[RECORDS TO PROCESS]
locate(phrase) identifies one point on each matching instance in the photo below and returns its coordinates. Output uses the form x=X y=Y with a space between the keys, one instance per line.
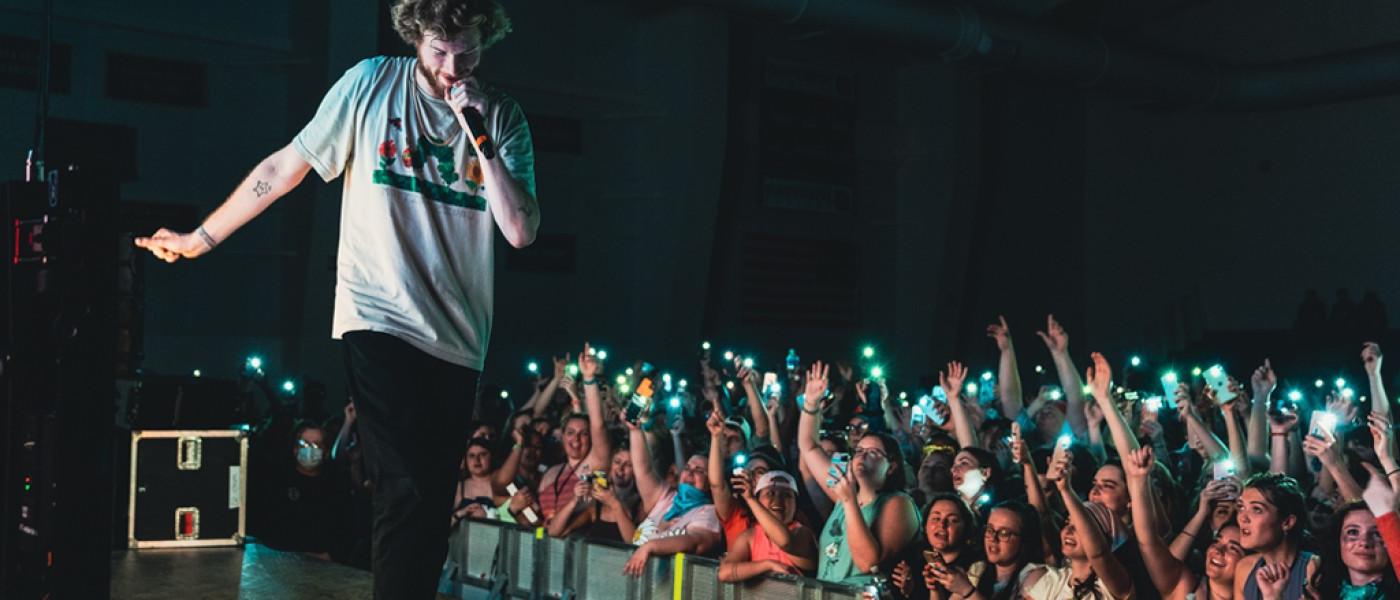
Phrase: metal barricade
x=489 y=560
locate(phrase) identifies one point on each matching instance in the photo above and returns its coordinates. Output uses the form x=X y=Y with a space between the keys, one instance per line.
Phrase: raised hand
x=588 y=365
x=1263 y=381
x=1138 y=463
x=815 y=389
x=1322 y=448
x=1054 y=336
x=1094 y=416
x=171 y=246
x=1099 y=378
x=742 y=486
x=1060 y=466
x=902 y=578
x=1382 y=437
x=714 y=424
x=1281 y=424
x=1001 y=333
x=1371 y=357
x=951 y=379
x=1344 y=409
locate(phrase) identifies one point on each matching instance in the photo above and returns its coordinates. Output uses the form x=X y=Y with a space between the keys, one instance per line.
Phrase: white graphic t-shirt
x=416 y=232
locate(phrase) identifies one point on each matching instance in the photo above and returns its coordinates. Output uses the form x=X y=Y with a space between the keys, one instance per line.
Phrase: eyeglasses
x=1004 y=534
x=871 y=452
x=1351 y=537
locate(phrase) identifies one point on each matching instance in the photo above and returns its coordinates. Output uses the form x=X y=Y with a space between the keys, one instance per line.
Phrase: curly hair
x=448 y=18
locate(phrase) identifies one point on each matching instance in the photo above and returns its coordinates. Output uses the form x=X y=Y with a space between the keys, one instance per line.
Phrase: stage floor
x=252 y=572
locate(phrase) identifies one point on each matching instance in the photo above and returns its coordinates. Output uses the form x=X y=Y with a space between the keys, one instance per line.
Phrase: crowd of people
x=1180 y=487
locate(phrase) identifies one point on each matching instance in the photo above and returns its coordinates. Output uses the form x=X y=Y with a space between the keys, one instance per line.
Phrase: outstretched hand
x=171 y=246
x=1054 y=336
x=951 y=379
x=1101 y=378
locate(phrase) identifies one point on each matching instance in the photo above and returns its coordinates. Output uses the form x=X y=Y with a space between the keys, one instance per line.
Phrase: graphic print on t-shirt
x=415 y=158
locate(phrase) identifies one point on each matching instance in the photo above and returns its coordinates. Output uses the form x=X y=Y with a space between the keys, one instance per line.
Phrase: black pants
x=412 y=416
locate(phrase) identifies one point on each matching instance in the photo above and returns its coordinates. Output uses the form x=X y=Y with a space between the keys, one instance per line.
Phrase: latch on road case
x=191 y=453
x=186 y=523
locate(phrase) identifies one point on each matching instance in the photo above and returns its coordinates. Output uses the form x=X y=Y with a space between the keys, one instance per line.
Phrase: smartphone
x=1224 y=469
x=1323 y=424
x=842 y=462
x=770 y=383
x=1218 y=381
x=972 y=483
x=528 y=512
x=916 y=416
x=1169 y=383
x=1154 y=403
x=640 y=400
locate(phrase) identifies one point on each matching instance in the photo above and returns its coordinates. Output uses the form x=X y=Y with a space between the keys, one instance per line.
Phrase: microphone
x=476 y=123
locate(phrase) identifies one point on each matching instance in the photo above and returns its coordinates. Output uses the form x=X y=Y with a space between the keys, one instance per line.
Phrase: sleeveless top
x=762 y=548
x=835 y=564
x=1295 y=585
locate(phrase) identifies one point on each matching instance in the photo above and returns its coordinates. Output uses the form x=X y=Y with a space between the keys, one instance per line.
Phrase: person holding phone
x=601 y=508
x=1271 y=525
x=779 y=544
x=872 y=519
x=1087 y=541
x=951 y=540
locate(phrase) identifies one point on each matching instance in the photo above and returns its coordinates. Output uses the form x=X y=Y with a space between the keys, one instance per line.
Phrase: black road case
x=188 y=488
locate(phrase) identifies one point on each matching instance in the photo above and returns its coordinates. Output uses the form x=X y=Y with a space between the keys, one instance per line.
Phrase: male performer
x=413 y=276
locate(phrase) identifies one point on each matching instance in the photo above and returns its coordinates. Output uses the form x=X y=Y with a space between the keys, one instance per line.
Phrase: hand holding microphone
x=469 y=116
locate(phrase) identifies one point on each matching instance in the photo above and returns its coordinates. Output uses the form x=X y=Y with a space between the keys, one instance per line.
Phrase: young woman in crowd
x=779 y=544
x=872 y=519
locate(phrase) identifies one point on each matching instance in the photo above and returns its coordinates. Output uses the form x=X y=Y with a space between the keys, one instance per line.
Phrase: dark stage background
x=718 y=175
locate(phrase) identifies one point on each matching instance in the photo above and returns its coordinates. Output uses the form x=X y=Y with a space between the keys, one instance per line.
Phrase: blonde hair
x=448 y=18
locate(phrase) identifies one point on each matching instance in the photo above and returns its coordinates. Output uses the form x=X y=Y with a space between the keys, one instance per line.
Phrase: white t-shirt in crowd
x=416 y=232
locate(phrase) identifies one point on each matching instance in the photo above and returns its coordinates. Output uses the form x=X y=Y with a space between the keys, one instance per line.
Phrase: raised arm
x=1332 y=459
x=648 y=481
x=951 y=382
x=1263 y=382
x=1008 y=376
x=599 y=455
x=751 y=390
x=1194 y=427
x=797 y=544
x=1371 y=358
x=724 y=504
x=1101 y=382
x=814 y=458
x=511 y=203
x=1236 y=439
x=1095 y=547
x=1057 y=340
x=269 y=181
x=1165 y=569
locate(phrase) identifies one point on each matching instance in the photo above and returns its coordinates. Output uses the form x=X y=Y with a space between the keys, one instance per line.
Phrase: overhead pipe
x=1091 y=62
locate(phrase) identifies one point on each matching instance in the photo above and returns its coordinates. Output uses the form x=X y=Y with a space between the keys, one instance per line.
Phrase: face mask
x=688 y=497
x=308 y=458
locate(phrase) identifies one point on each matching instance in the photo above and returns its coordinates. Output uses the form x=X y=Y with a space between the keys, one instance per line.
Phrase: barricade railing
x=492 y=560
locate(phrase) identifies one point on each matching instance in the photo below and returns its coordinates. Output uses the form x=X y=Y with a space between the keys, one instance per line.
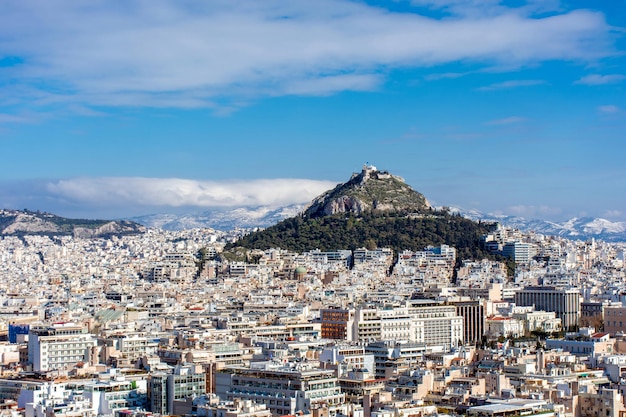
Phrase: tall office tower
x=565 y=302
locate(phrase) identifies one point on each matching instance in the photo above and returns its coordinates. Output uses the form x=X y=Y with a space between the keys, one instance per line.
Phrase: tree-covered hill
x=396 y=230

---

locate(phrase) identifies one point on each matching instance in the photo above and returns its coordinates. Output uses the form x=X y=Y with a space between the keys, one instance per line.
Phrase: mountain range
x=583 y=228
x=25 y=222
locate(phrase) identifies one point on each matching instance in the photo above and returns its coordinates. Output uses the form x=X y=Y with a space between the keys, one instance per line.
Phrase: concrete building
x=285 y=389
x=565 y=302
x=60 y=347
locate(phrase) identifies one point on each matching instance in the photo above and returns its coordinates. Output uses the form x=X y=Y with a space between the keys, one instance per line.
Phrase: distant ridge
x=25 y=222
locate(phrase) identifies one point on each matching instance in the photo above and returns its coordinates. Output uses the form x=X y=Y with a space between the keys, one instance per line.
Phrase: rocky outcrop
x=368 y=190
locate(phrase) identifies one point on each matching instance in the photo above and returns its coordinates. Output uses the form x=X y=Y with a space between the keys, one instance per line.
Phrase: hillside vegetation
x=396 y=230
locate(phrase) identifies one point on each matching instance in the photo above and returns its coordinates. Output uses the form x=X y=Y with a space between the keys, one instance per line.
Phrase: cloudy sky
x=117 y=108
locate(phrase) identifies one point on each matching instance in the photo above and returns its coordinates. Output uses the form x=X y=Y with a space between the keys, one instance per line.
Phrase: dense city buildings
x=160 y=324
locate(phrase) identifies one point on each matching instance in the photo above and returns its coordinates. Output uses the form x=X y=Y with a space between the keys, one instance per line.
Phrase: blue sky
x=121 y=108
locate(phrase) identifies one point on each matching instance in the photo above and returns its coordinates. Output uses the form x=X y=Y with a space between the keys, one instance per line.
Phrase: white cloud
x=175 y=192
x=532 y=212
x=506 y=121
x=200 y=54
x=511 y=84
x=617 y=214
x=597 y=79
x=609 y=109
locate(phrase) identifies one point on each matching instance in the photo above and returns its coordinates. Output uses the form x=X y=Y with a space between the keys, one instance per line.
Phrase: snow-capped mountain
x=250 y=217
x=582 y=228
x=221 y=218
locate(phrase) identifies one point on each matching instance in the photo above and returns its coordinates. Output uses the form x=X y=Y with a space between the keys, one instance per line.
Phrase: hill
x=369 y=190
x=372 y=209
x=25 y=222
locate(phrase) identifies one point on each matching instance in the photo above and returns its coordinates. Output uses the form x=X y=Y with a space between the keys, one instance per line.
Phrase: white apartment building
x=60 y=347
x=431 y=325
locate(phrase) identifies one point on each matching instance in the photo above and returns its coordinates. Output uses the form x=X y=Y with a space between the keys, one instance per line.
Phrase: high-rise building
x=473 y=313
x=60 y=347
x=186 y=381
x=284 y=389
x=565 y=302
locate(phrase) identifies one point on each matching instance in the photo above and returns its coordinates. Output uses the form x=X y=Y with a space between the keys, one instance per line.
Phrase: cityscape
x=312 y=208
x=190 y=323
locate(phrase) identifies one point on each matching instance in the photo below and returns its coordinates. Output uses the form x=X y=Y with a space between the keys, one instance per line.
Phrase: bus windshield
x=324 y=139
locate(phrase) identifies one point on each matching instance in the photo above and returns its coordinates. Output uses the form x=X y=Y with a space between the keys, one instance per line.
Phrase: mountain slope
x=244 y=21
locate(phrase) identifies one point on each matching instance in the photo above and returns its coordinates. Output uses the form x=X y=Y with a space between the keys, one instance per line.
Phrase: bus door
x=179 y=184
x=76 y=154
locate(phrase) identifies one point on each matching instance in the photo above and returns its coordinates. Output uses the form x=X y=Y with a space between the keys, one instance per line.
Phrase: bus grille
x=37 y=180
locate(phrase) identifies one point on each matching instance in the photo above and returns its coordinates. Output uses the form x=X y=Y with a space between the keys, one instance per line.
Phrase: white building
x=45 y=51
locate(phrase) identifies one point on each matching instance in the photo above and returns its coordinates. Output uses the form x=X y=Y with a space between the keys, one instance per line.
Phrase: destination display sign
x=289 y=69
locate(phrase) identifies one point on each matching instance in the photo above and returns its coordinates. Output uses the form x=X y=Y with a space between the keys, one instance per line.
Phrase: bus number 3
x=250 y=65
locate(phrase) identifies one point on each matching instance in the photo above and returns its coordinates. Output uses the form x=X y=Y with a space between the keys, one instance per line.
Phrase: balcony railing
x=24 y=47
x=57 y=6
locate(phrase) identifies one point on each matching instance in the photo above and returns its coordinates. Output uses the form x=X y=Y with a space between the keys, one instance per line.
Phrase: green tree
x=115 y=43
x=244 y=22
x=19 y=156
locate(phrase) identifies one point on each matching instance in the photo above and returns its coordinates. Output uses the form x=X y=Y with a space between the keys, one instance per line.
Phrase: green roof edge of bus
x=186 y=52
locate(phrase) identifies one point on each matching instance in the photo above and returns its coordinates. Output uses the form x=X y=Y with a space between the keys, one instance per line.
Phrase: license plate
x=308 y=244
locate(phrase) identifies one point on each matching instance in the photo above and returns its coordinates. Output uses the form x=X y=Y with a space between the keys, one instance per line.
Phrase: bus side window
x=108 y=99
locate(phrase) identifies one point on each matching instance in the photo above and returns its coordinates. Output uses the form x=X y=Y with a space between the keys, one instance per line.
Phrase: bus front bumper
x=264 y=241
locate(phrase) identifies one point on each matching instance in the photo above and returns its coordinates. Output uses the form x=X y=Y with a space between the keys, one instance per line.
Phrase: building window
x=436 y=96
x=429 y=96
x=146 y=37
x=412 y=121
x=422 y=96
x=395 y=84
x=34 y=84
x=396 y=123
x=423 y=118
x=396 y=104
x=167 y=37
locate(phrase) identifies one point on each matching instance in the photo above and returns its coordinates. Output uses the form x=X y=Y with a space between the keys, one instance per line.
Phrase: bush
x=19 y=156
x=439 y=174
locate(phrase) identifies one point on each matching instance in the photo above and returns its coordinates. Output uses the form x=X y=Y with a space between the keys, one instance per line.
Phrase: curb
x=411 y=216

[OBJECTIVE] Copy out each line of the entries above that contains the string "mountain". Matching is case-sensitive.

[COMPLETE ANSWER]
Phrase: mountain range
Phrase: snow-capped mountain
Phrase: mountain slope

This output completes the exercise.